PROBLEM TO SOLVE —
Nothing but the lines from the one that contains "If you could place a marker on the blue object" through the end of the data should be reproduced, and each must match exactly.

DATA IN THIS EXERCISE —
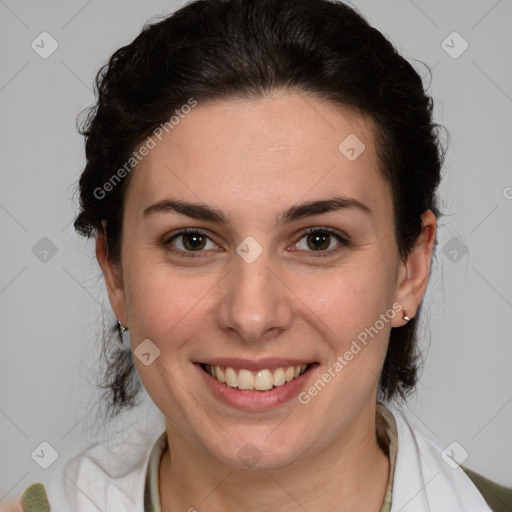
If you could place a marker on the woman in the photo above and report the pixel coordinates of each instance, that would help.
(261, 181)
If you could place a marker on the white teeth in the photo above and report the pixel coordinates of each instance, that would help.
(262, 380)
(231, 378)
(279, 379)
(245, 379)
(221, 377)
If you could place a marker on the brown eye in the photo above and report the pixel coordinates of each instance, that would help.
(321, 241)
(318, 241)
(194, 242)
(190, 241)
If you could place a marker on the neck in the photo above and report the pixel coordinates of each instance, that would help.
(350, 474)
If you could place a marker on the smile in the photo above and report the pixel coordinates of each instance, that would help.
(254, 380)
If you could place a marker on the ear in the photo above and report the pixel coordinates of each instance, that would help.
(113, 278)
(414, 273)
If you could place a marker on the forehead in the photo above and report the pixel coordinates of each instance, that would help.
(237, 154)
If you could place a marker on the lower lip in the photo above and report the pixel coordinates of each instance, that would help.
(256, 400)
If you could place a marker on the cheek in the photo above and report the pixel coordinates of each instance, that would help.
(165, 303)
(350, 298)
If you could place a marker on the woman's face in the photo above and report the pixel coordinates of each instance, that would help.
(289, 260)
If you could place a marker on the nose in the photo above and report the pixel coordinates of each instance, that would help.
(255, 304)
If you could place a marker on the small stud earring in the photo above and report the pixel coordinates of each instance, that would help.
(121, 328)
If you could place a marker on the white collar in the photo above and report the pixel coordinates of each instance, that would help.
(107, 473)
(424, 482)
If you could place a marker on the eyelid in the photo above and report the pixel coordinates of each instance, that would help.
(342, 238)
(185, 231)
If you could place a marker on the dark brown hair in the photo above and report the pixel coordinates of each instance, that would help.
(222, 49)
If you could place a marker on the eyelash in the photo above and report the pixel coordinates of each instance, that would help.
(343, 241)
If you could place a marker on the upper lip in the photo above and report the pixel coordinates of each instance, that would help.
(260, 364)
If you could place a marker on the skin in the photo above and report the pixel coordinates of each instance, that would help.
(252, 160)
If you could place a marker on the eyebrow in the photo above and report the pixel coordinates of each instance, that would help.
(296, 212)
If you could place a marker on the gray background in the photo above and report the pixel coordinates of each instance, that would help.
(51, 305)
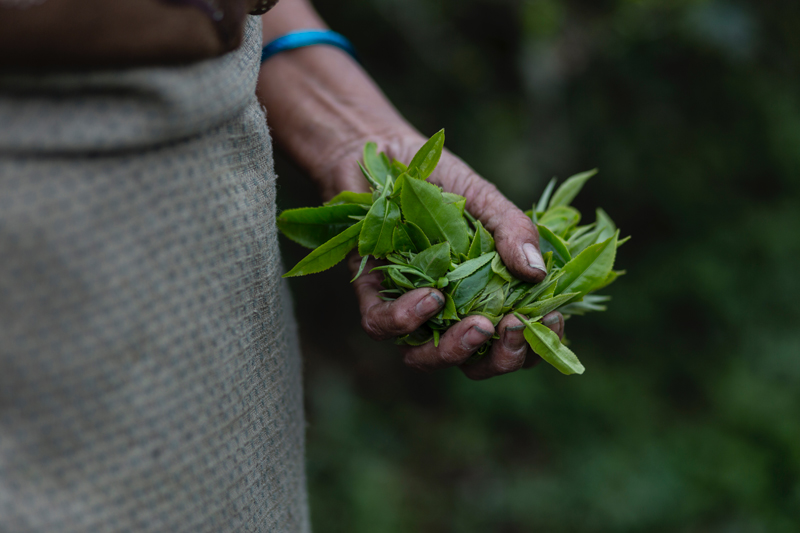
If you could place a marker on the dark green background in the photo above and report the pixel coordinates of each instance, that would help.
(688, 416)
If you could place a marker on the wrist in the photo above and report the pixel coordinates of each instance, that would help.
(336, 169)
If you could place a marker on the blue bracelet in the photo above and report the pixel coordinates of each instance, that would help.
(301, 38)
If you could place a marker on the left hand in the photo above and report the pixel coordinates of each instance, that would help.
(517, 242)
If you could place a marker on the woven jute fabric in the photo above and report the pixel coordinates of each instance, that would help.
(150, 378)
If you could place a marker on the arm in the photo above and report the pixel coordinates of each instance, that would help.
(322, 108)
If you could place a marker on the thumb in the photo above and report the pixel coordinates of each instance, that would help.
(515, 237)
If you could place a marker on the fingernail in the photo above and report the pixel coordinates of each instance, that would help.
(534, 257)
(514, 340)
(550, 320)
(475, 337)
(429, 305)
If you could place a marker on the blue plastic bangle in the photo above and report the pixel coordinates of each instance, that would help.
(301, 38)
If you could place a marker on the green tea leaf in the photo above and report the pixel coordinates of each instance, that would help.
(398, 168)
(377, 165)
(611, 278)
(377, 185)
(542, 307)
(469, 287)
(416, 235)
(434, 261)
(590, 303)
(360, 268)
(455, 199)
(560, 219)
(538, 290)
(350, 197)
(467, 268)
(580, 231)
(570, 188)
(424, 206)
(401, 241)
(546, 344)
(313, 226)
(550, 242)
(482, 242)
(589, 268)
(499, 268)
(426, 159)
(449, 311)
(605, 226)
(541, 205)
(328, 254)
(376, 235)
(398, 278)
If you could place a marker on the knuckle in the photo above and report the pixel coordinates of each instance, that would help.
(506, 365)
(373, 329)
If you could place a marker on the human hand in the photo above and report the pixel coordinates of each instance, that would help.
(517, 243)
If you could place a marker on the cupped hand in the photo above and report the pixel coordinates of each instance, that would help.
(517, 242)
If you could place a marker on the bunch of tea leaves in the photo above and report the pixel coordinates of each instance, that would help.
(427, 239)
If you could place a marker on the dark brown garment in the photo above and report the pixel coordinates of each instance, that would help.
(69, 34)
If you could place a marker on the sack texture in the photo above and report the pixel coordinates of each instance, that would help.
(150, 378)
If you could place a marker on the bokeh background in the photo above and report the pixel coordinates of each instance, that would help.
(688, 416)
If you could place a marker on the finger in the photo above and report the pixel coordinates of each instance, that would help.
(383, 320)
(554, 321)
(516, 238)
(507, 354)
(456, 345)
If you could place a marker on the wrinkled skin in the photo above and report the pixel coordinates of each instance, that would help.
(322, 108)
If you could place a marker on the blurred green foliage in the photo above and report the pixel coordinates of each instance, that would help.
(688, 416)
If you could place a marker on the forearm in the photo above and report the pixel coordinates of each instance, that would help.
(322, 107)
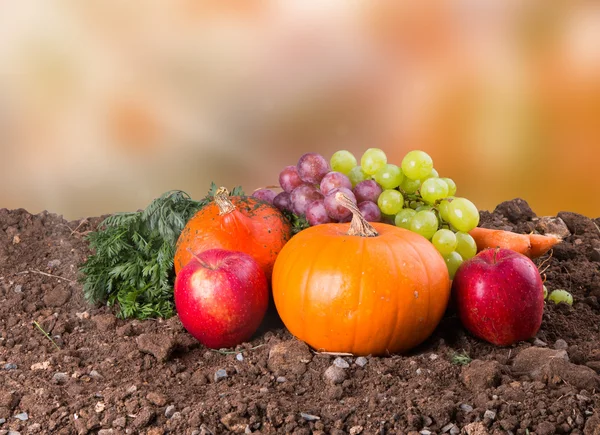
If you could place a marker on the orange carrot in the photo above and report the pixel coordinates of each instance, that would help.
(531, 245)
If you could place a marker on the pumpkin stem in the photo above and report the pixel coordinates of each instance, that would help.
(359, 225)
(223, 202)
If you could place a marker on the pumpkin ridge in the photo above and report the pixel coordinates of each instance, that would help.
(361, 286)
(416, 253)
(394, 330)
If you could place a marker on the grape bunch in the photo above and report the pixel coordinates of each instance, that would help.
(411, 196)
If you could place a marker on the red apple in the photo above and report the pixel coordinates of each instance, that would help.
(221, 297)
(499, 296)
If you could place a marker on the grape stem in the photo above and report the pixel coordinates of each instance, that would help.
(223, 202)
(359, 225)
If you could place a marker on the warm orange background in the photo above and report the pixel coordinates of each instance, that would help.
(106, 104)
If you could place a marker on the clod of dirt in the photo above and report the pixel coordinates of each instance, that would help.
(579, 224)
(234, 422)
(552, 225)
(58, 296)
(545, 428)
(143, 418)
(159, 345)
(477, 428)
(531, 360)
(156, 398)
(516, 210)
(479, 375)
(335, 375)
(105, 322)
(592, 427)
(553, 366)
(289, 357)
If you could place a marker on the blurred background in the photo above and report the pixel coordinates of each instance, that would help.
(106, 104)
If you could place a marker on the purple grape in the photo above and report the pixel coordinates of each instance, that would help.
(303, 195)
(335, 210)
(316, 213)
(289, 179)
(266, 195)
(283, 201)
(367, 190)
(312, 167)
(333, 180)
(370, 211)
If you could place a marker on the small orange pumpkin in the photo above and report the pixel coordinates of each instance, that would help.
(236, 223)
(360, 288)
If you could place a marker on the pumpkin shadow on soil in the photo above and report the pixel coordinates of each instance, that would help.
(271, 321)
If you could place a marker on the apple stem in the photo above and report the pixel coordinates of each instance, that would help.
(359, 225)
(223, 202)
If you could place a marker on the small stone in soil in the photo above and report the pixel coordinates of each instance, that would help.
(220, 375)
(341, 363)
(156, 398)
(560, 344)
(23, 416)
(361, 361)
(489, 414)
(335, 375)
(539, 343)
(60, 378)
(143, 419)
(53, 264)
(169, 411)
(119, 422)
(448, 427)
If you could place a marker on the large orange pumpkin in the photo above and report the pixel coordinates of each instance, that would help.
(236, 223)
(360, 288)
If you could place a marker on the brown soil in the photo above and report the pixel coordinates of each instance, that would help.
(112, 376)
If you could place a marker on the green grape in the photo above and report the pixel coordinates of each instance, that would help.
(444, 241)
(453, 262)
(443, 209)
(423, 207)
(388, 176)
(409, 186)
(465, 246)
(403, 218)
(433, 189)
(372, 160)
(463, 215)
(451, 186)
(356, 175)
(424, 223)
(558, 296)
(342, 161)
(417, 165)
(390, 201)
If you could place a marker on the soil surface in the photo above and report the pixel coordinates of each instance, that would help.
(112, 376)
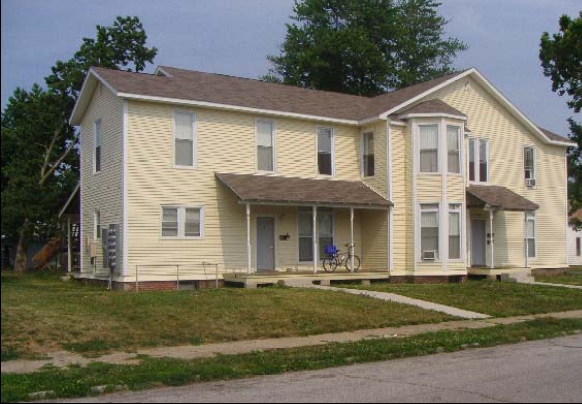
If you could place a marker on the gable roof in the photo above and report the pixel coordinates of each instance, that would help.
(190, 87)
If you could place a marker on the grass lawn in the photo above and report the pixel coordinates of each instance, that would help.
(493, 298)
(573, 277)
(150, 373)
(41, 314)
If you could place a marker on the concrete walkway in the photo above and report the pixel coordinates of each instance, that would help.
(391, 297)
(64, 358)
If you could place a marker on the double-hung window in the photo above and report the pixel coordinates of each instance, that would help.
(455, 229)
(478, 160)
(530, 234)
(97, 147)
(184, 139)
(182, 222)
(429, 232)
(325, 230)
(454, 149)
(368, 154)
(97, 225)
(429, 148)
(325, 151)
(265, 146)
(529, 164)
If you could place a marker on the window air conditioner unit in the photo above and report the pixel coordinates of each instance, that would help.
(429, 255)
(530, 182)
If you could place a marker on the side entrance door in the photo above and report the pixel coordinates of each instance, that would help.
(478, 255)
(265, 243)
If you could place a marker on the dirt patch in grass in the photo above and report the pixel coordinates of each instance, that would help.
(493, 298)
(41, 314)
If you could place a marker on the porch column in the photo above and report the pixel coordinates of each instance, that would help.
(69, 247)
(352, 236)
(315, 240)
(249, 264)
(491, 239)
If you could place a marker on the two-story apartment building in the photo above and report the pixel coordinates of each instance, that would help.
(206, 175)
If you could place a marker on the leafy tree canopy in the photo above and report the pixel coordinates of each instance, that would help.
(561, 57)
(364, 47)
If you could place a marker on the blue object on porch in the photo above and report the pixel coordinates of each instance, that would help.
(331, 250)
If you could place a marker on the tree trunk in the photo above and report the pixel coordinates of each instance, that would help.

RESULT —
If you could place a marker on the blue object on porch in the photo above and report the pixel coordinates of each instance, that would help.
(331, 250)
If you could place a marker on the tree trunk in the photo above and report the pixel coordinates of each instance, that would help.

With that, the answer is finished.